--- begin ---
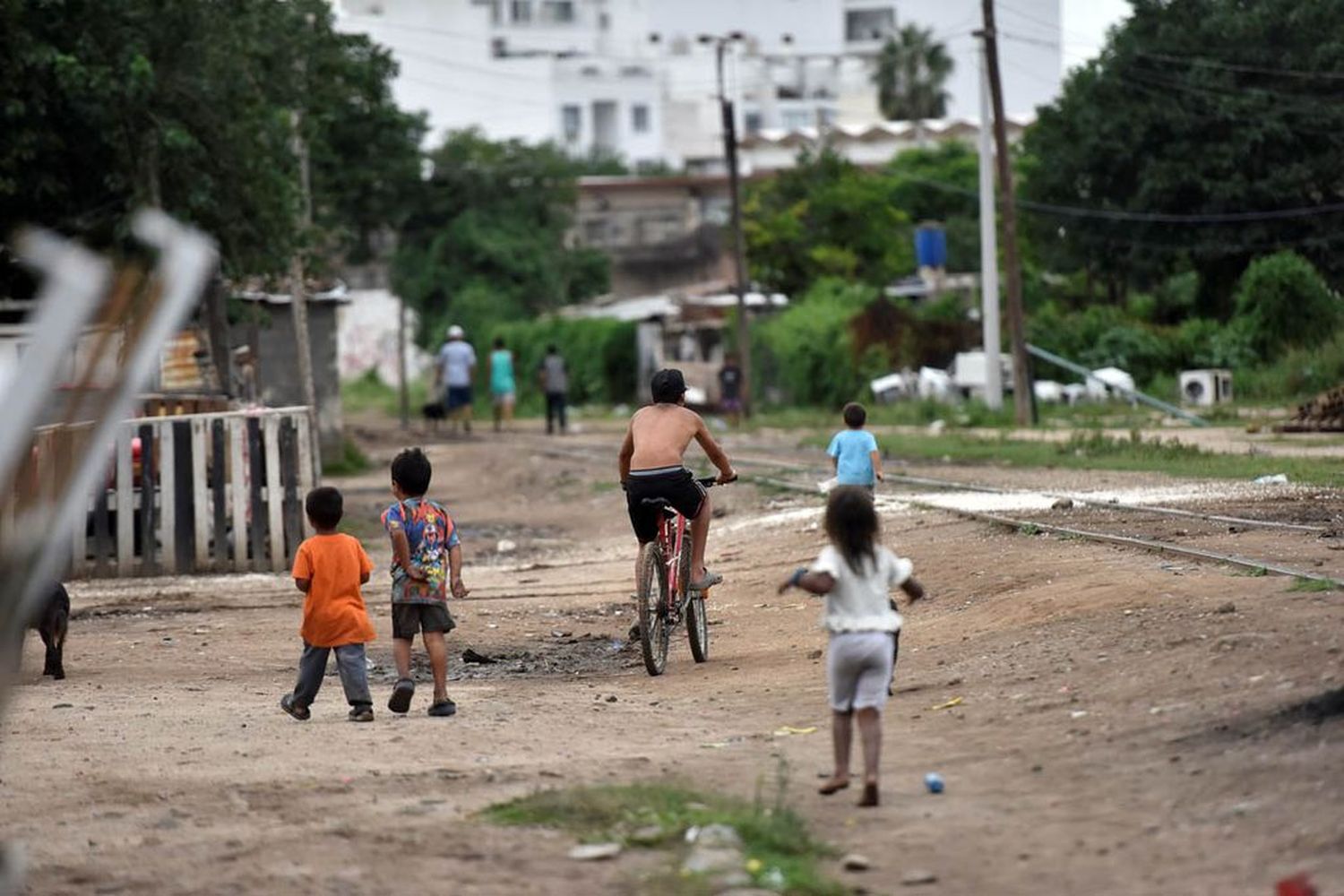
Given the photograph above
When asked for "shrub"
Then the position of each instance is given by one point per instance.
(1284, 303)
(808, 351)
(599, 355)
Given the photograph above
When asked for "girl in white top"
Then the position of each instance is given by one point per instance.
(857, 573)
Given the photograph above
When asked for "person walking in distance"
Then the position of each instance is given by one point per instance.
(456, 371)
(503, 390)
(556, 384)
(730, 389)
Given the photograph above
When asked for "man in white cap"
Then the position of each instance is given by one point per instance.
(456, 367)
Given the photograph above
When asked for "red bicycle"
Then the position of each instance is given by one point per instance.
(664, 594)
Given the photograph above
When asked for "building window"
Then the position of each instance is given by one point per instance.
(594, 231)
(870, 24)
(640, 118)
(559, 13)
(572, 120)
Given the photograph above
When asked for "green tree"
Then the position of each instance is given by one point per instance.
(486, 242)
(911, 74)
(940, 185)
(1193, 108)
(187, 105)
(1282, 303)
(825, 217)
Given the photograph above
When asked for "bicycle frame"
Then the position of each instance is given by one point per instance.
(672, 541)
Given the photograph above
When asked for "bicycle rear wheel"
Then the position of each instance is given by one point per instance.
(698, 626)
(650, 603)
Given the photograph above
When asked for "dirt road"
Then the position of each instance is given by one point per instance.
(1129, 724)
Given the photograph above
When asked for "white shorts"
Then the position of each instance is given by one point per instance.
(859, 669)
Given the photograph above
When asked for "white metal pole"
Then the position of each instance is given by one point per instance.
(988, 250)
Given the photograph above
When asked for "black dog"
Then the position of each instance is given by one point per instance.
(53, 621)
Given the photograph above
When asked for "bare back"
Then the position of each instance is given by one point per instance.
(660, 435)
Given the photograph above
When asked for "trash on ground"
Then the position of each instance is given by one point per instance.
(784, 731)
(594, 852)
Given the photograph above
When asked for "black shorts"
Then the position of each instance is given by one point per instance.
(410, 618)
(674, 484)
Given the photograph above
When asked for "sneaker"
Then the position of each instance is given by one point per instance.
(444, 707)
(288, 704)
(402, 694)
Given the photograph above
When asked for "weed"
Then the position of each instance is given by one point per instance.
(1301, 583)
(773, 834)
(349, 461)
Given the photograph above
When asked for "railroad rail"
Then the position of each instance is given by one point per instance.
(997, 519)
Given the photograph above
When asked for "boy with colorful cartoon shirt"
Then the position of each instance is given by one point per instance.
(426, 563)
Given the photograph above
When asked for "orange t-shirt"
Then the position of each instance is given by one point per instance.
(333, 610)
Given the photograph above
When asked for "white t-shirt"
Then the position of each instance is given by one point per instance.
(456, 359)
(860, 600)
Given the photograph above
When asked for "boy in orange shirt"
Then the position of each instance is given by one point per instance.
(330, 567)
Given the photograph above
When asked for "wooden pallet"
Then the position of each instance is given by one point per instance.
(1322, 414)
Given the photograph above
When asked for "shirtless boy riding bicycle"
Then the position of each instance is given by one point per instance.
(650, 468)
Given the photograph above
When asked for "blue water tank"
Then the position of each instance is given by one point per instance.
(930, 246)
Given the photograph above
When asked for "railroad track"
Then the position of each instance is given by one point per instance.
(776, 465)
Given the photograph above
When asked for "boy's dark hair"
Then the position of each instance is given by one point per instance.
(411, 471)
(852, 524)
(325, 506)
(668, 386)
(855, 416)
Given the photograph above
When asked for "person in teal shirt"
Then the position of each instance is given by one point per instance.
(503, 390)
(854, 452)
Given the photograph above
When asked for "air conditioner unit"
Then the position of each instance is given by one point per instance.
(1206, 389)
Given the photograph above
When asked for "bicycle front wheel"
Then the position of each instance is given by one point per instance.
(650, 603)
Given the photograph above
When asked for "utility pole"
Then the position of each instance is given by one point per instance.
(298, 297)
(739, 253)
(1016, 325)
(988, 252)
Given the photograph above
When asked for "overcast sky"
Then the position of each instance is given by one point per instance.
(1085, 23)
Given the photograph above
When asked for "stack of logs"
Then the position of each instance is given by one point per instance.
(1322, 414)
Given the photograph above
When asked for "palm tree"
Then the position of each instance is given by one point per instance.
(910, 75)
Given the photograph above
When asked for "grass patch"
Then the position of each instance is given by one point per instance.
(773, 836)
(1099, 452)
(1312, 586)
(368, 392)
(349, 461)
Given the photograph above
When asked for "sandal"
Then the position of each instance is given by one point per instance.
(402, 694)
(444, 707)
(288, 704)
(707, 582)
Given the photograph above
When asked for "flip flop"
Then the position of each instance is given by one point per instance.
(402, 694)
(707, 582)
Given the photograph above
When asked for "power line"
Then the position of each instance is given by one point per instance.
(1153, 218)
(1230, 66)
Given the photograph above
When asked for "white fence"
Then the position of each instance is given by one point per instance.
(185, 493)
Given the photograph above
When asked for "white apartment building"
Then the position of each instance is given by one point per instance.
(636, 78)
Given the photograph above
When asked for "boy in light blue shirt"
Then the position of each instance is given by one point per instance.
(854, 452)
--- end ---
Print every entry above again without changing a word, and omit the pictures.

WRITTEN RESPONSE:
Given the photograph above
When asked for "shrub"
Then the position of each instance is given by one point per instance.
(1284, 303)
(808, 351)
(599, 355)
Given the photograph above
When asked for "girl in white top"
Then the position of each instance is given by one point per instance.
(857, 573)
Given the photograph above
When asked for "person walking in distance"
Then the position of each instance is given by one point per instance.
(456, 371)
(503, 390)
(556, 384)
(730, 389)
Given the photograph above
When asked for "man in white cap"
Then the position of each instance is given by one point per instance.
(456, 367)
Given the photograph above
When asked for "red bicycle"
Then the position of each instance is given by one point per instance.
(664, 594)
Given the photograph above
When asked for "building window"
Then the position of each instance is given by one point per instance.
(594, 231)
(870, 24)
(640, 118)
(559, 13)
(572, 120)
Given the photograph above
When asked for "green tree"
Then the position of each instance is given by one point per instance.
(486, 242)
(911, 74)
(940, 185)
(1193, 108)
(187, 105)
(1282, 303)
(825, 217)
Given the photograph above
When asked for "bicycle frame"
Then the position of each instance is given by one point per instance.
(672, 541)
Given the photograph above
When asked for "bicycle rear wheel"
Then the position of each instance is given by one point per instance.
(698, 626)
(650, 603)
Given the photograph above
When asked for "dirt road"
Then the position of each instance is given by one point per instance.
(1129, 724)
Given the photograph above
When asked for "white shorts"
Then the position of each instance is given by one point per instance.
(859, 669)
Given the photograph above
When asked for "white metal pole"
Then the position of each instance is given by one point per instance.
(988, 250)
Given the photograph above
When asked for "black dog"
Then the position of each instance is given by one point per instance.
(53, 621)
Given the photograph above
When asked for "bare back"
Then the position of each instance is given by one point per instance.
(660, 435)
Given the photograph above
When asked for "trash on ground"
Then the position of each instance is given by one point per instance.
(784, 731)
(594, 852)
Given the photograph above
When asked for "black shorts"
Then the position of each instance is given by one point per instance.
(410, 618)
(674, 484)
Given the photograph above
When asked for "sneaker"
Then the position of each instance is given by one point per instance.
(444, 707)
(288, 704)
(402, 694)
Given the photograph above
When asked for "weed"
Then the position of each instance is given by one point per instance.
(1301, 583)
(773, 834)
(349, 461)
Given the photograph above
When asked for "railroad rail"
Then the position of each instance is given by one point per instance.
(997, 519)
Given the photograph above
When asked for "boy with colorful cartoon shirt"
Then the position of each instance is given by one point per instance.
(426, 563)
Given the photograph above
When asked for "orange t-shirt"
Then the position of each instance is given by one point per instance.
(333, 610)
Given the photograph above
When asked for "white t-shirt"
Then the position of each instance is given by one point per instance.
(456, 359)
(860, 600)
Given the photograph above
When asked for "boy in orange shirt"
Then the position of each instance is given by one point per instance.
(330, 567)
Given the photograph above
When asked for "wooden pallet"
Then the position of each instance is given by one point per instance.
(1322, 414)
Given the photograph above
When asked for "shirtless boy riding bicycle"
Then the position of each instance is given by one point per instance.
(650, 468)
Given the photograph above
When asked for "blue water tank"
Then the position of each instance is given by one point per instance.
(930, 246)
Given the photograph above
When asked for "railroad track"
Then the position of each instance is given by one point per instance.
(776, 465)
Given the photograph above
When asked for "boy's dark hair"
Then the position of each instance is given by one point per instance.
(411, 471)
(852, 524)
(325, 506)
(668, 386)
(855, 416)
Given the photograph above
When asked for "person in teal shirt"
Then the position of each instance is given by one point per instance.
(503, 390)
(854, 452)
Given the photograph above
When asked for "air conditioner unit"
Then the position of each instance is given by one point per instance.
(1206, 389)
Given the photograph above
When asked for "bicycle front wheel"
Then the position of each instance is given by one point per instance.
(650, 603)
Given the photograph above
When asked for "utility pole"
Then the position of each instance is given by one point per instance.
(298, 297)
(739, 253)
(1016, 325)
(988, 252)
Given the photograph above
When asked for "overcast sky"
Then the position of each instance is given by one point per instance.
(1085, 23)
Given the photograph above
When asked for "stack of logs"
Then the position of each instance is given by one point per instance.
(1322, 414)
Given the photograph above
When asked for "palm tree"
Then the position of each instance is given by one point per instance.
(910, 75)
Given the photograph above
When asked for "grass patch"
Then the position of each instance is given by one point per instance.
(773, 836)
(1099, 452)
(1312, 586)
(368, 392)
(349, 461)
Given the photograph above
When asked for "sandal"
Then the position of each instance is given by one point per instance.
(402, 694)
(444, 707)
(288, 704)
(707, 582)
Given the photograph above
When asked for "flip flop"
Then the position of each instance is given by one point per instance.
(402, 694)
(707, 582)
Given the photograph above
When asked for "power line"
Then the position of each instance is given by one point per instance.
(1153, 218)
(1230, 66)
Given the photograph above
When asked for "white fence"
Then the position of each instance is given by one point per instance.
(185, 493)
Given the photograph above
When asked for "white apartment building"
Then the position of each instance is given by one point per instance.
(636, 78)
Given the photograph above
When asked for "boy in light blue shirt"
Then the position of each instance is given by one point per instance.
(854, 452)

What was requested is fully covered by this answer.